AUFGABE: Kürze im Textauszug unten über die Zahlungsunfähigkeit den Absatz, der mit „Die Zahlungsunfähigkeit ist gegeben“ beginnt, und bewahre dabei seine wesentlichen Fakten.

Die Zahlungsunfähigkeit ist gegeben, wenn der Schuldner seine (Geld) Schulden nicht begleichen kann. Dieser Zustand wird im Regelfall meist erst recht spät erkannt. Die drohende Zahlungsunfähigkeit ist aber eine Einschätzung der Zukunft und beruht damit automatisch auf unsicheren Annahmen. Die einzig sichere Größe ist die zu Beginn der Prognose vorhandene Liquidität. Die zu erwartenden Einzahlungen und Auszahlungen, die in einem Finanzplan niederzulegen sind (und dynamisch über die Zeit fortgeschrieben werden müssen), stellen aber eine Einschätzung der planenden Person dar und sind eben nicht sicher. Entsprechende Kommentare zum Insolvenzrecht gehen daher davon aus, dass die Zahlungsunfähigkeit mit einer Wahrscheinlichkeit von über 50 % gegeben sein muss, damit die Voraussetzungen des § 18 erfüllt sind.

MATERIAL:
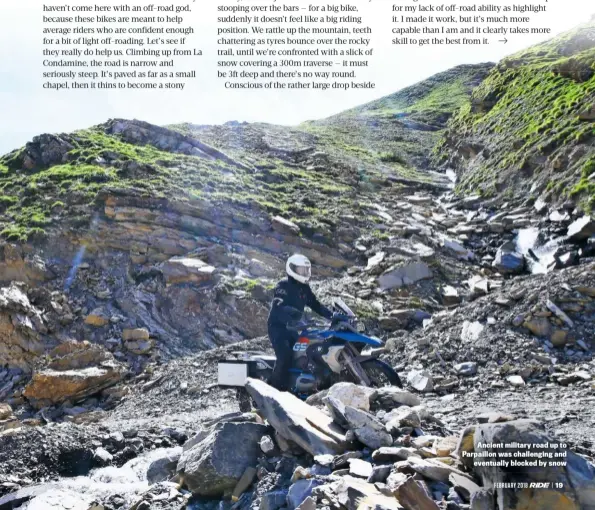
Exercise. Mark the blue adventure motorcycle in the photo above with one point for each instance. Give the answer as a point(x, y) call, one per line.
point(321, 358)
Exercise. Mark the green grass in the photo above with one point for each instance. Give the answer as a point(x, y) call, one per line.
point(526, 114)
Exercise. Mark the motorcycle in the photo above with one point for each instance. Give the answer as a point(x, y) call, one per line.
point(321, 358)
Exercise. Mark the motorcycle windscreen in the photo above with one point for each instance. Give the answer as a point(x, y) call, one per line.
point(339, 303)
point(353, 337)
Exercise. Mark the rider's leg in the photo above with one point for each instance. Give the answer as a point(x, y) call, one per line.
point(280, 340)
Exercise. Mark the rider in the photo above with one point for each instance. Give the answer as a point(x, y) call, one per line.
point(291, 295)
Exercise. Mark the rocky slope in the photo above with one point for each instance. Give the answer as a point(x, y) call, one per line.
point(133, 255)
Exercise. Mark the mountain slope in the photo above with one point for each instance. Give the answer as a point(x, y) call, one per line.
point(529, 129)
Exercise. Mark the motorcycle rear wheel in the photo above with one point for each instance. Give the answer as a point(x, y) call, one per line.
point(381, 373)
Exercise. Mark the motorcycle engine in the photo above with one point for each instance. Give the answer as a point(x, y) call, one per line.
point(305, 383)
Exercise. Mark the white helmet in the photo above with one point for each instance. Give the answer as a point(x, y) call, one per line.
point(299, 268)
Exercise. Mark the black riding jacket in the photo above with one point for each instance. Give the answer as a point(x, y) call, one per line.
point(291, 295)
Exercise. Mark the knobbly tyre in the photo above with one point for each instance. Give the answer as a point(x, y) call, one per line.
point(321, 358)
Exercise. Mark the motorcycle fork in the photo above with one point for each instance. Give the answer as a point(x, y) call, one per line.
point(350, 353)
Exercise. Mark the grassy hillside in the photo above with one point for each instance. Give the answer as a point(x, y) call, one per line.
point(310, 174)
point(397, 132)
point(529, 129)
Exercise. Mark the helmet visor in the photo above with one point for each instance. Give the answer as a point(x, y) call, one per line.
point(303, 271)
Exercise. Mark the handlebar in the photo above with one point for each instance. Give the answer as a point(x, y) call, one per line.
point(302, 325)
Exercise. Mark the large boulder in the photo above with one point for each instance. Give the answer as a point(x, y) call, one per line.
point(406, 274)
point(571, 485)
point(352, 395)
point(581, 229)
point(356, 494)
point(76, 355)
point(50, 387)
point(15, 266)
point(389, 397)
point(187, 270)
point(214, 465)
point(368, 430)
point(508, 260)
point(164, 467)
point(21, 326)
point(297, 421)
point(300, 491)
point(284, 226)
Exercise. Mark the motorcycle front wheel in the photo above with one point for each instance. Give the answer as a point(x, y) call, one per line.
point(381, 373)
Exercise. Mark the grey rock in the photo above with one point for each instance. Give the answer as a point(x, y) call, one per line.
point(163, 468)
point(273, 500)
point(214, 465)
point(367, 428)
point(299, 491)
point(406, 274)
point(389, 397)
point(420, 380)
point(296, 421)
point(380, 473)
point(468, 368)
point(508, 260)
point(583, 228)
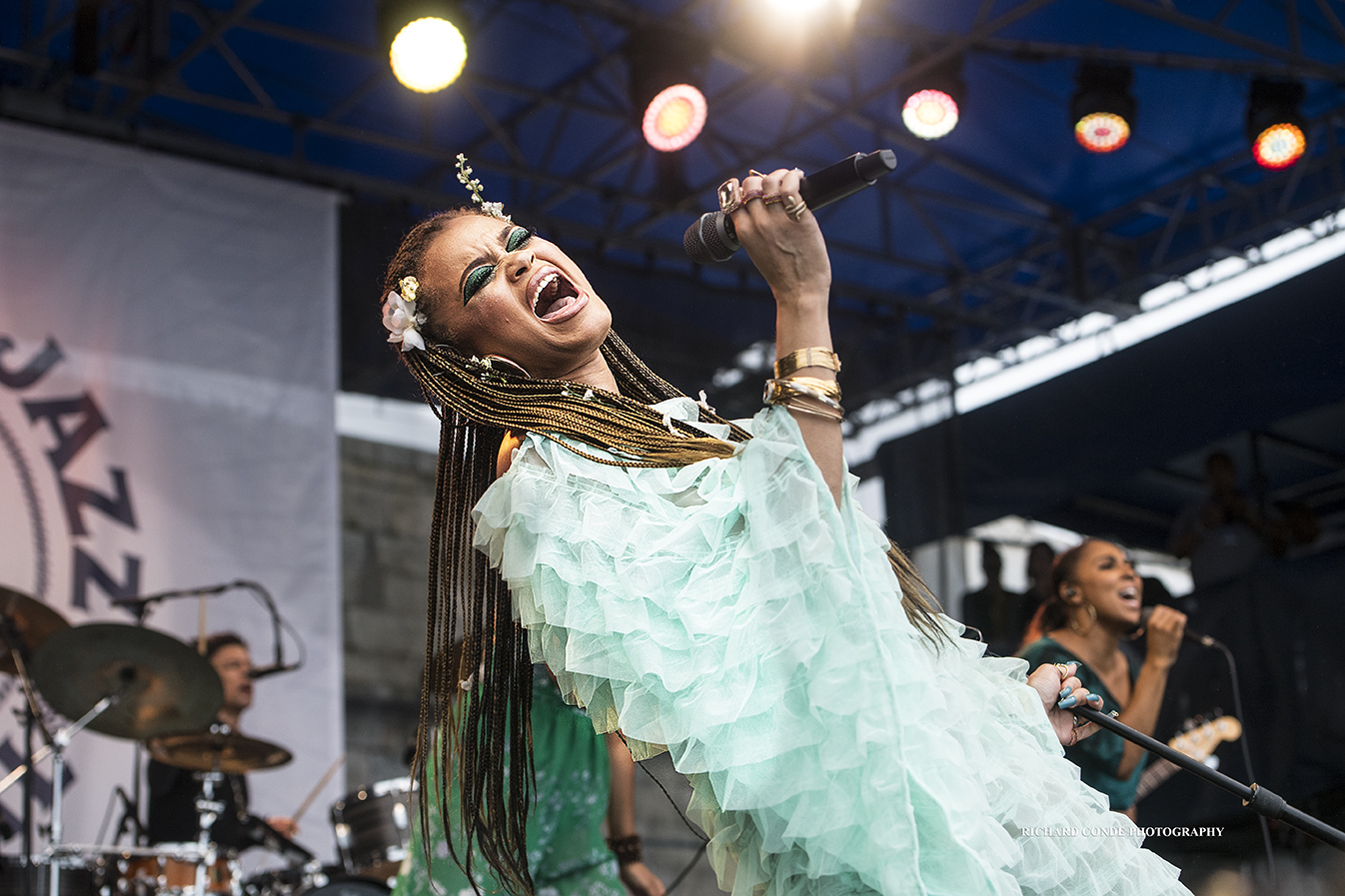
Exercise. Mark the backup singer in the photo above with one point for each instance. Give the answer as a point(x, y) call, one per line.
point(1096, 599)
point(713, 589)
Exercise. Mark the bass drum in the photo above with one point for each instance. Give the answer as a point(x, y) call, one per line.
point(329, 881)
point(373, 827)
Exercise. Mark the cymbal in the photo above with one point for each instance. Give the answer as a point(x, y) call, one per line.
point(218, 749)
point(32, 620)
point(164, 685)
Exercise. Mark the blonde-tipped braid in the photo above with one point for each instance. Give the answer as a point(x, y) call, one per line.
point(489, 721)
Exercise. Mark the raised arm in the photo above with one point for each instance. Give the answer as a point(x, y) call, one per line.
point(792, 257)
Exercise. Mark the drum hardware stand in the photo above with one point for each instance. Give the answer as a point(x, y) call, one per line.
point(129, 814)
point(58, 771)
point(31, 718)
point(209, 809)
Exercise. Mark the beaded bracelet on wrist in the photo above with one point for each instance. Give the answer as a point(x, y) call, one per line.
point(629, 849)
point(779, 392)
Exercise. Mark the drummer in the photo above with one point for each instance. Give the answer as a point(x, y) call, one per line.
point(174, 817)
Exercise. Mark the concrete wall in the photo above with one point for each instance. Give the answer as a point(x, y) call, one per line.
point(386, 502)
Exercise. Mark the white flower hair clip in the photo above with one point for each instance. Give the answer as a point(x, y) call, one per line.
point(474, 186)
point(401, 318)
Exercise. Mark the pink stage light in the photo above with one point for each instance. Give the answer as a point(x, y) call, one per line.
point(674, 117)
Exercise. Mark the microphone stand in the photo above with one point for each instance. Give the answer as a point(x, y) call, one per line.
point(1259, 799)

LÖSUNG: Zahlungsunfähigkeit liegt vor, wenn der Schuldner seine Geldschulden nicht begleichen kann, und wird meist erst recht spät erkannt. Die drohende Zahlungsunfähigkeit ist dagegen eine Einschätzung der Zukunft und beruht auf unsicheren Annahmen. Sicher ist nur die Liquidität zu Beginn der Prognose. Die erwarteten Ein- und Auszahlungen werden in einem Finanzplan festgehalten, der laufend fortzuschreiben ist, und bleiben Einschätzungen der planenden Person. Kommentare zum Insolvenzrecht verlangen deshalb für die Voraussetzungen des § 18 eine Wahrscheinlichkeit der Zahlungsunfähigkeit von über 50 %.